-- BEGIN Supplied data --

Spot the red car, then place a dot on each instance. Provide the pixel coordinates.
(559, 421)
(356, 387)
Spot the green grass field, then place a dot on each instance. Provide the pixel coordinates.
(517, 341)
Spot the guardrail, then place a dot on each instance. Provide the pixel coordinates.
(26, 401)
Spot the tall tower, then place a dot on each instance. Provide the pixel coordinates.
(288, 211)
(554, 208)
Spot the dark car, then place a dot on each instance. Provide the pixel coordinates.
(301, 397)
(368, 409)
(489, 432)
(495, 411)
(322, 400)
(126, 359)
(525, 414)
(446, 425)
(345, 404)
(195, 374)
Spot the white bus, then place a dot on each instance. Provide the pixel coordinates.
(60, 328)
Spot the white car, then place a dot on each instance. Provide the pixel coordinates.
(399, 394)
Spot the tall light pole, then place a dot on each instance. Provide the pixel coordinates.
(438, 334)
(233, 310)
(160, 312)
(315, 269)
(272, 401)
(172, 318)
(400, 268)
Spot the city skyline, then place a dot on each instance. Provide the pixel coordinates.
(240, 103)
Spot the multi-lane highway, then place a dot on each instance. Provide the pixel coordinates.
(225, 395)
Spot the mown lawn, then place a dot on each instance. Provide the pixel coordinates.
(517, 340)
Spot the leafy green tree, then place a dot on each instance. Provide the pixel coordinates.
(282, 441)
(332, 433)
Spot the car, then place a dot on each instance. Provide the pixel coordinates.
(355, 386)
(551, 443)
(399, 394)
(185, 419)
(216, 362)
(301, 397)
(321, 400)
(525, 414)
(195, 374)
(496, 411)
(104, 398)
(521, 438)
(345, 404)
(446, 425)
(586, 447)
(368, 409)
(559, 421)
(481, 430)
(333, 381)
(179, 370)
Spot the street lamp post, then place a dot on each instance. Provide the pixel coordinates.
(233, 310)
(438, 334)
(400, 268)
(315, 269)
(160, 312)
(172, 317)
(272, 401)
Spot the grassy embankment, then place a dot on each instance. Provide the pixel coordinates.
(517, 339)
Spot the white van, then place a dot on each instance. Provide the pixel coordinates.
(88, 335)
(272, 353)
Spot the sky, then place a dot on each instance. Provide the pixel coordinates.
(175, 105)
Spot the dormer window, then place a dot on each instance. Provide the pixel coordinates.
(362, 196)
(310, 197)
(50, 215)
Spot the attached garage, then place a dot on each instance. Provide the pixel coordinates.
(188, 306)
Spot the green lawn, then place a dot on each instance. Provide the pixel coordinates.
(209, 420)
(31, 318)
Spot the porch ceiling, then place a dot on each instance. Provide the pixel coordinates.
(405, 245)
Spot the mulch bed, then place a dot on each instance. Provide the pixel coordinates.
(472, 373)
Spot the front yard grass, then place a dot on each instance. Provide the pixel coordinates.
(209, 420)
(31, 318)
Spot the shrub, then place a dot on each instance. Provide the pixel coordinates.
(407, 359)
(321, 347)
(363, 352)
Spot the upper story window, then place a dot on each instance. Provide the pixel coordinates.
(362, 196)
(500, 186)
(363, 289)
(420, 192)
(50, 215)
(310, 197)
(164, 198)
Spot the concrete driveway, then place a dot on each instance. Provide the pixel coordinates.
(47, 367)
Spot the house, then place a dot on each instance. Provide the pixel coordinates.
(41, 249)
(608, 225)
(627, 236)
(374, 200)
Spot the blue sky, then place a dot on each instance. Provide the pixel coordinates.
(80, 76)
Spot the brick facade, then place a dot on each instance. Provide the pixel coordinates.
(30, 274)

-- END Supplied data --

Prompt:
Duplicate all of the material above line for line, with no changes and in the same order.

Task response:
Spot the red car, then place a dot on each instance. Provide the pixel coordinates.
(559, 421)
(356, 387)
Spot the green grass field, then place a dot on each instance. Provide the pixel coordinates.
(517, 341)
Spot the guardrail, then place a dot on each instance. Provide the pixel coordinates.
(26, 401)
Spot the tall tower, then place a dot on each instance. Provide the pixel coordinates.
(288, 211)
(554, 208)
Spot the dark car, then place a dot on each instance. Provide the pixel coordinates.
(301, 397)
(368, 409)
(489, 432)
(495, 411)
(322, 400)
(126, 359)
(525, 414)
(446, 425)
(345, 404)
(195, 374)
Spot the white bus, then place a dot on each instance. Provide the pixel coordinates.
(60, 328)
Spot the white car, then place a dot on each instance. Provide the pixel coordinates.
(399, 394)
Spot the tall light pole, then place a dot on each instance. Provide the pixel coordinates.
(438, 334)
(233, 310)
(160, 312)
(315, 269)
(272, 401)
(172, 318)
(400, 268)
Spot the city skyline, then place a dot on each instance. Provide the pixel coordinates.
(240, 103)
Spot the multi-lane highway, then place a dot on each instance. Provide the pixel coordinates.
(225, 395)
Spot the mown lawn, then place a dot on each instance. Provide the pixel coordinates.
(517, 340)
Spot the leafy green tree, then place a dot on each instance. Provide the pixel coordinates.
(282, 441)
(332, 433)
Spot the car, then place a dot on each instance. Provide the pixel coordinates.
(355, 386)
(551, 443)
(399, 394)
(185, 419)
(216, 362)
(301, 397)
(321, 400)
(525, 414)
(195, 374)
(496, 411)
(104, 398)
(521, 438)
(345, 404)
(446, 425)
(586, 447)
(368, 409)
(559, 421)
(481, 430)
(333, 381)
(179, 370)
Spot the street lamp post, then place a dot on each instance. Provide the pixel coordinates.
(233, 310)
(438, 334)
(400, 268)
(315, 269)
(160, 312)
(172, 317)
(272, 401)
Spot the grassy embankment, then place a dot on each instance. Provide the pixel coordinates.
(517, 339)
Spot the white van, then place a dot on each instance. Provide the pixel coordinates.
(88, 335)
(272, 353)
Spot the sky, then place a dot on each instance. Provide the pixel coordinates.
(175, 105)
Spot the dormer window, then place a dot on each instance. Provide the pixel coordinates.
(362, 196)
(310, 197)
(50, 215)
Spot the attached garage, then place a dot on each instance. Provide the pixel coordinates.
(188, 306)
Spot the green lawn, then place a dot on each instance. Provide the pixel coordinates.
(209, 420)
(31, 318)
Spot the porch ceiling, then place a dot on each instance. Provide the pixel coordinates.
(405, 245)
Spot the mulch bed, then place a dot on each instance. Provide the pixel coordinates.
(472, 373)
Spot the front yard grass, then place a dot on each instance. Provide the pixel coordinates.
(209, 420)
(31, 318)
Spot the shrub, then place a dot on each instance. Provide the pixel coordinates.
(407, 359)
(321, 347)
(363, 352)
Spot the upper story window, then place a dot on each instance. Provide the pixel coordinates.
(362, 196)
(500, 186)
(363, 289)
(420, 192)
(50, 215)
(310, 197)
(164, 198)
Spot the concrete driveway, then place a dot on each instance. Provide the pixel coordinates.
(47, 367)
Spot the house, then place a dot on each instance. Provide the pixel coordinates.
(41, 249)
(608, 225)
(627, 236)
(374, 200)
Spot the blue sky, then place a dot on each instance. Provide the pixel coordinates.
(80, 76)
Spot the brick facade, then place a dot on each instance. Provide the pixel coordinates.
(30, 274)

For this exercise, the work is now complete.